* Articolo
Criccu e croccu e mànicu ‘i fhiascu
i due compari (accompagnati dall’amico comune) inseparabili nelle sregolatezze e nei bagordi, sempre assieme per vicissitudini e avventure folli e stravaganti. Le persone con gli stessi difetti sembrano cercarsi e attrarsi a vicenda, come si dice sempre Dio li fa e poi l'accoppia.

Crisci e nnobirìsci
Cresci e nobìlitati! Due parole di augurio dette dai genitori ai figli prendendoli per le orecchie e sollevandoli leggermente da terra nel momento in cui suona il Gloria, nella domenica di Pasqua (aL). | «Quando suonavano le campane di tutte le chiese di Bronte per annunziare la Resurrezione, tutte le mamme di qualunque ceto sociale, sospendevano quello che stavano facendo in quel momento (e c’era tanto da fare in quei giorni di festa) e, presi uno alla volta i propri figli, a cominciare dal più grande, e sollevandolo verso il cielo, gridavano, ripetutamente, di gioia: “Crisci e nubbirisci!” e li baciavano sulla bocca, ed era una commozione ed un augurio generale.» (N. Lupo, La Pasqua)

* Informazioni estratte
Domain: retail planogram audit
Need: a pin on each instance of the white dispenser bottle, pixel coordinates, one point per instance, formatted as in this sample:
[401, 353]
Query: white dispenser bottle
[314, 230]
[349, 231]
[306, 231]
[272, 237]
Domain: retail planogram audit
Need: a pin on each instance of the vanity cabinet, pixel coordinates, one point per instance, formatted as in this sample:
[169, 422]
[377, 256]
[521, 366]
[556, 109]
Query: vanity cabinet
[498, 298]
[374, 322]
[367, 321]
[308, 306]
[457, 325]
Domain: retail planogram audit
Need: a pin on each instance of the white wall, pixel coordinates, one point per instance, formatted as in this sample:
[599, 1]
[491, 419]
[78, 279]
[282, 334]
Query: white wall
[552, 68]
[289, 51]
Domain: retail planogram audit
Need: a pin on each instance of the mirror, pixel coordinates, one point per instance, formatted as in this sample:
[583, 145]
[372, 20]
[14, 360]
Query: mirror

* Compiti da svolgere
**a.** Secondo l'articolo, in quale giorno i genitori rivolgevano ai figli l'augurio «Crisci e nnobirìsci»?
**b.** Per favore, riporta testualmente dall'articolo il passo che comincia con "Crisci e nnobirìsci" e prosegue fino a "Lupo, La Pasqua)".
I record sono materiale a sé, distinto dall'articolo.

* Soluzioni dell'esercizio
**a.** Nella domenica di Pasqua, quando suona il Gloria.

**b.**
Crisci e nnobirìsci
Cresci e nobìlitati! Due parole di augurio dette dai genitori ai figli prendendoli per le orecchie e sollevandoli leggermente da terra nel momento in cui suona il Gloria, nella domenica di Pasqua (aL). | «Quando suonavano le campane di tutte le chiese di Bronte per annunziare la Resurrezione, tutte le mamme di qualunque ceto sociale, sospendevano quello che stavano facendo in quel momento (e c’era tanto da fare in quei giorni di festa) e, presi uno alla volta i propri figli, a cominciare dal più grande, e sollevandolo verso il cielo, gridavano, ripetutamente, di gioia: “Crisci e nubbirisci!” e li baciavano sulla bocca, ed era una commozione ed un augurio generale.» (N. Lupo, La Pasqua)